--- Extracted material ---
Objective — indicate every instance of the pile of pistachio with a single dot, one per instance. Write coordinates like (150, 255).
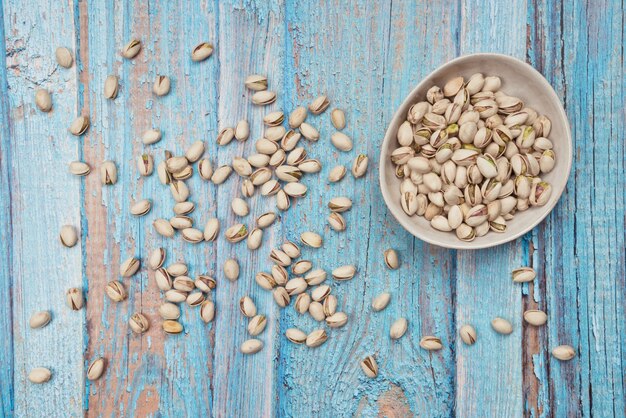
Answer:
(470, 156)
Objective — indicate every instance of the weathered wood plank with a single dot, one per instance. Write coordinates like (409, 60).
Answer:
(367, 56)
(581, 247)
(6, 248)
(251, 40)
(44, 196)
(489, 373)
(166, 371)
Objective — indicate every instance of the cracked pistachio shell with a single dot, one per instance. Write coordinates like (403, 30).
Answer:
(256, 325)
(64, 57)
(316, 338)
(129, 267)
(369, 367)
(39, 375)
(381, 301)
(256, 82)
(138, 323)
(302, 304)
(116, 291)
(337, 173)
(431, 343)
(207, 311)
(297, 116)
(319, 105)
(221, 174)
(43, 100)
(343, 142)
(535, 317)
(340, 204)
(295, 335)
(564, 352)
(111, 87)
(231, 269)
(201, 51)
(309, 132)
(131, 49)
(266, 220)
(161, 86)
(79, 125)
(68, 236)
(468, 334)
(501, 326)
(236, 233)
(398, 328)
(315, 277)
(359, 166)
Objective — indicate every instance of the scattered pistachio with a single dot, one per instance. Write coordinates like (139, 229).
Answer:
(79, 125)
(398, 328)
(468, 334)
(138, 323)
(131, 49)
(95, 369)
(535, 317)
(431, 343)
(251, 346)
(381, 301)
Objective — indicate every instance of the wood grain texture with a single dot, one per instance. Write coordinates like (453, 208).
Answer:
(366, 56)
(6, 249)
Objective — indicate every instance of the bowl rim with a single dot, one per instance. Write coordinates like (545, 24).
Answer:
(463, 245)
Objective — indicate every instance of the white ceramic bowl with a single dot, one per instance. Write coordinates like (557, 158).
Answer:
(518, 79)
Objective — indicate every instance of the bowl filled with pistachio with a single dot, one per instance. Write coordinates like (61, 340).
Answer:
(478, 153)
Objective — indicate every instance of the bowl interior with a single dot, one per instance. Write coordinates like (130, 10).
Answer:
(518, 79)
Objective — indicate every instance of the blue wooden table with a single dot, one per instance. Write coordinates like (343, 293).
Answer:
(366, 55)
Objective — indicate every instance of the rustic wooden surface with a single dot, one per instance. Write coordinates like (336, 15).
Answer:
(366, 55)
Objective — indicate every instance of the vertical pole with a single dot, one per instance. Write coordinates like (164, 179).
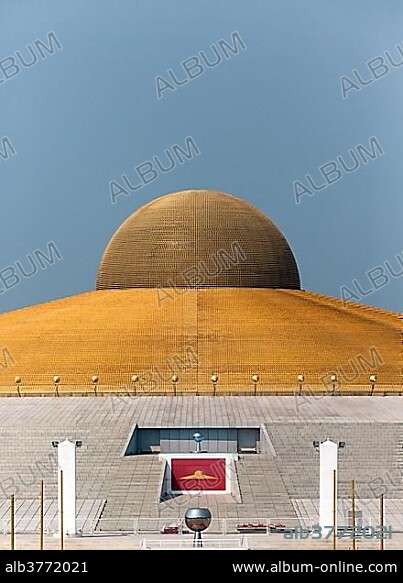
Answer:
(353, 512)
(41, 515)
(61, 512)
(12, 525)
(381, 521)
(334, 509)
(328, 462)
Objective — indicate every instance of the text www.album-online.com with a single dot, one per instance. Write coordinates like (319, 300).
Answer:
(339, 567)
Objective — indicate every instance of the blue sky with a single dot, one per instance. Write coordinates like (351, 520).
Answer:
(262, 119)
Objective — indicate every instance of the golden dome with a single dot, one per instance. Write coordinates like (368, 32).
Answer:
(198, 239)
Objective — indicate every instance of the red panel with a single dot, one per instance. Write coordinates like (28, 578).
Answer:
(198, 474)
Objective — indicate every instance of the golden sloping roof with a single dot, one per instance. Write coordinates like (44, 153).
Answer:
(235, 333)
(198, 238)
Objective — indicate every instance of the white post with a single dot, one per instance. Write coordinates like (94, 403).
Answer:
(67, 462)
(328, 463)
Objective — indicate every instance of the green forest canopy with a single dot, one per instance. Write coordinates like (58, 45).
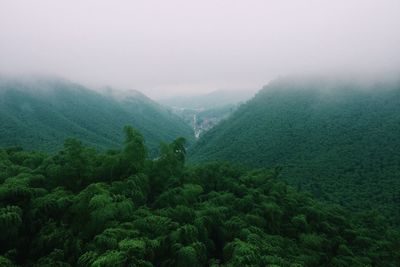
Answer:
(40, 114)
(338, 139)
(80, 207)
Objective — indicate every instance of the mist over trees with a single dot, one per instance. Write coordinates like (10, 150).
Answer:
(335, 138)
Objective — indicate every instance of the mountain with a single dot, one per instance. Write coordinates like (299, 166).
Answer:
(203, 112)
(337, 138)
(215, 99)
(40, 113)
(81, 207)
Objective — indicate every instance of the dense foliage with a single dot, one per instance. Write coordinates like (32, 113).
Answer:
(337, 139)
(40, 113)
(80, 207)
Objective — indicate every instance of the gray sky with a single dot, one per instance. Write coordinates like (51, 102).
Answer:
(179, 47)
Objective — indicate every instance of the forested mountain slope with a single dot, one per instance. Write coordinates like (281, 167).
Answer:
(42, 113)
(80, 207)
(339, 139)
(212, 100)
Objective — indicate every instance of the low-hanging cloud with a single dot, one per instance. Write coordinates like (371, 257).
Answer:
(181, 46)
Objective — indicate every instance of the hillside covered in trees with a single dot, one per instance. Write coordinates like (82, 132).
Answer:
(39, 113)
(79, 207)
(337, 138)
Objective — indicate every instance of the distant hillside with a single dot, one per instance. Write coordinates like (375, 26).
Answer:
(339, 139)
(42, 113)
(216, 99)
(203, 112)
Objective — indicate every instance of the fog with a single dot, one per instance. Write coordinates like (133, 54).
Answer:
(165, 48)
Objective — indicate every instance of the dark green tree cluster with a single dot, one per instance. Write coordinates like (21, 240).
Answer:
(337, 139)
(80, 207)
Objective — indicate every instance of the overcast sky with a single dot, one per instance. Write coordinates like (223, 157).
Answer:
(176, 47)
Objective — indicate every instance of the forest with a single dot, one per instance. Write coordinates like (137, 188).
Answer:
(84, 207)
(40, 113)
(335, 138)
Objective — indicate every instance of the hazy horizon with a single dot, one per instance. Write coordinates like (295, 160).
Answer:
(190, 48)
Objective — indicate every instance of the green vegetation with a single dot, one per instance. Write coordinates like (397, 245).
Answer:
(336, 139)
(40, 114)
(79, 207)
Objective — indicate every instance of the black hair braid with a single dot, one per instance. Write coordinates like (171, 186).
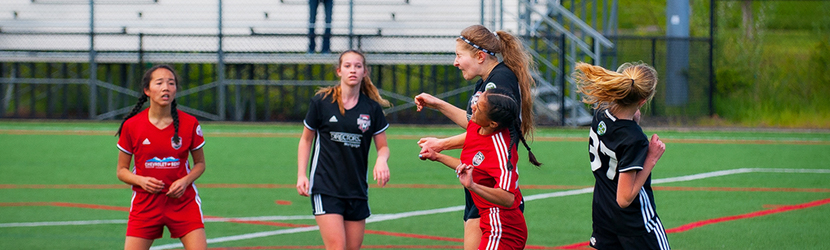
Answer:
(136, 109)
(530, 156)
(175, 113)
(515, 133)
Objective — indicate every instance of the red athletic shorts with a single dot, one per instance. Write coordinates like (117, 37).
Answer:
(502, 229)
(149, 214)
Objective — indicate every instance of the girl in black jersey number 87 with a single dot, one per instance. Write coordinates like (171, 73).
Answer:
(622, 157)
(342, 121)
(475, 55)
---
• [Task details]: Update the lines above so that "indicate" becomes "mark" everywhere it occurs, with all other text kept as it is. Omit the pictures from your version.

• [Exercise response]:
Objective — mark every instance of the pile of pistachio with a single dot, one per instance. Write coordinates like (150, 255).
Answer:
(470, 156)
Objective — mark every instance of the weathered wood plank with a single dot, one per instance. Write coordinates like (409, 60).
Answer:
(367, 56)
(581, 247)
(6, 248)
(251, 40)
(44, 196)
(489, 373)
(166, 371)
Objective — mark every instance of the cracked pistachio shell with a single dot, one per instance. Write coordinates like (403, 30).
Answer:
(256, 325)
(64, 57)
(316, 338)
(129, 267)
(369, 367)
(39, 375)
(381, 301)
(256, 82)
(138, 323)
(302, 304)
(116, 291)
(337, 173)
(431, 343)
(207, 311)
(297, 116)
(319, 105)
(221, 174)
(43, 100)
(343, 142)
(535, 317)
(340, 204)
(295, 335)
(564, 352)
(111, 87)
(231, 269)
(201, 51)
(309, 132)
(131, 49)
(266, 220)
(161, 86)
(79, 125)
(68, 236)
(468, 334)
(501, 326)
(236, 233)
(398, 328)
(315, 277)
(359, 166)
Objective — mark every instance of the scattered pistachio with a single dot, one per instance. Write coordinates like (139, 229).
Answer:
(79, 125)
(398, 328)
(468, 334)
(138, 323)
(131, 49)
(95, 369)
(535, 317)
(431, 343)
(251, 346)
(381, 301)
Objective — mark every instance of the wood grain texture with a single dot, one per instance. Write coordinates like (453, 208).
Answer:
(366, 56)
(6, 249)
Objective — mark every instance of the bowl rim with a single dot, one per instance. Write coordinates like (545, 24).
Answer:
(463, 245)
Objective — mark every instance of the white ceramic bowl with a single dot, one per instance. Write coordinates like (557, 158).
Answer:
(518, 79)
Objective — mark every instance of the bowl filled with pistachio with a single dot, one per instance. Write coordinates like (61, 340).
Answer:
(478, 153)
Objective — mark every instance of the bowl interior with a single dot, one per instance. Write coordinates like (130, 10).
Answer:
(518, 79)
Objective — mark every instance of the blue wooden table with a single dot, one per instance. Write coordinates like (343, 293).
Answer:
(366, 55)
Objective — mark every instance of the rustic wooden surface with a single dot, one per instance. Write coordinates like (336, 15).
Answer:
(366, 55)
Objective — mark every instance of the vertical pole with a single dot, one per instance. Write coordinates like (164, 179).
Answer:
(353, 512)
(41, 515)
(61, 512)
(12, 525)
(381, 521)
(334, 509)
(328, 462)
Objective — mark every instance of the text www.album-online.com with a single dot, one per instance. Write coordinates like (319, 300).
Answer:
(339, 567)
Objective — mark every instance of the blue sky with a single dot, one per instance. Write coordinates like (351, 520).
Answer:
(262, 119)
Objective — mark every instance of the golden dome with a single dot, one per instance. Write coordinates like (368, 32).
Answer:
(198, 239)
Objective — mark every instance of the red panel with a single dot, one per instance. Write coordinates like (28, 578).
Answer:
(198, 474)
Objective — mark every instance of the golden sloping roof with a single dot, one per instance. Write coordinates like (44, 153).
Answer:
(235, 333)
(198, 238)
Objective — mark every instance of the white post with a single dot, one per instance. Write coordinates like (94, 403).
Answer:
(67, 462)
(328, 463)
Objective — mark every instance of the green forest canopy with a single dot, one per instance. Write coordinates like (58, 45).
Answer:
(40, 114)
(338, 139)
(80, 207)
Objective — mark every instance of the mist over trees with a single dot, one per instance. Write coordinates like (10, 150).
Answer:
(335, 138)
Objective — mark every instance of the mountain with a single dot, one per instance. Write coordinates like (299, 166).
Answer:
(203, 112)
(337, 138)
(215, 99)
(40, 113)
(81, 207)
Objective — mark every instance of the dense foliage with a single dot, one per instance. Write coordinates like (32, 113).
Answer:
(337, 139)
(40, 113)
(80, 207)
Objective — mark every instance of the gray sky with a single dot, one per instance. Write coordinates like (51, 102).
Answer:
(179, 47)
Objective — mark every instance of the forested mountain slope with a single dot, one per instance. Write coordinates like (281, 167).
Answer:
(42, 113)
(80, 207)
(339, 139)
(212, 100)
Objective — mark every instance of the low-hanging cloud with a single dot, one per instance. Write coordinates like (371, 257).
Answer:
(181, 46)
Objective — mark every instance of the hillside covered in trees with a single dot, one per instance. Write coordinates like (82, 132).
Answer:
(39, 113)
(79, 207)
(337, 138)
Objective — mark every instance of the distant hillside with a single dot, one per instance. Write coordinates like (375, 26).
Answer:
(339, 139)
(42, 113)
(216, 99)
(203, 112)
Objective — mark every instance of the fog with a single dot, one per instance. Write coordinates like (133, 54).
Answer:
(165, 48)
Objective — mark every instance of the dark green tree cluster with a single dot, one per instance. Write coordinates like (21, 240).
Answer:
(337, 139)
(80, 207)
Objective — mark every instance of the overcast sky with a single dot, one per instance. Write coordinates like (223, 157).
Answer:
(176, 47)
Objective — mark every instance of the forest with a single dot, one per instance. Write coordinates like (137, 188).
Answer:
(84, 207)
(40, 113)
(335, 138)
Objective — mark every instance of the hazy horizon with a single dot, one per instance. Write coordinates like (295, 160).
Answer:
(190, 48)
Objective — mark every instance of the green vegetation with a single dot, one per instance. Write coordinates like (397, 245).
Answer:
(336, 139)
(40, 114)
(79, 207)
Objective — mark every instance of the black hair braid with a single dot, one per instance. Write coordinates like (171, 186).
Answer:
(136, 109)
(530, 156)
(175, 113)
(515, 133)
Objective — mark every instance of the red athletic shorts with a single dot, one per instance. Write coordinates like (117, 37).
Answer:
(502, 229)
(149, 214)
Objective — mark every instance of the girl in black jersey number 87 with a single dot, one per instance. Write coordinates like (171, 73).
Answer:
(622, 157)
(342, 121)
(475, 55)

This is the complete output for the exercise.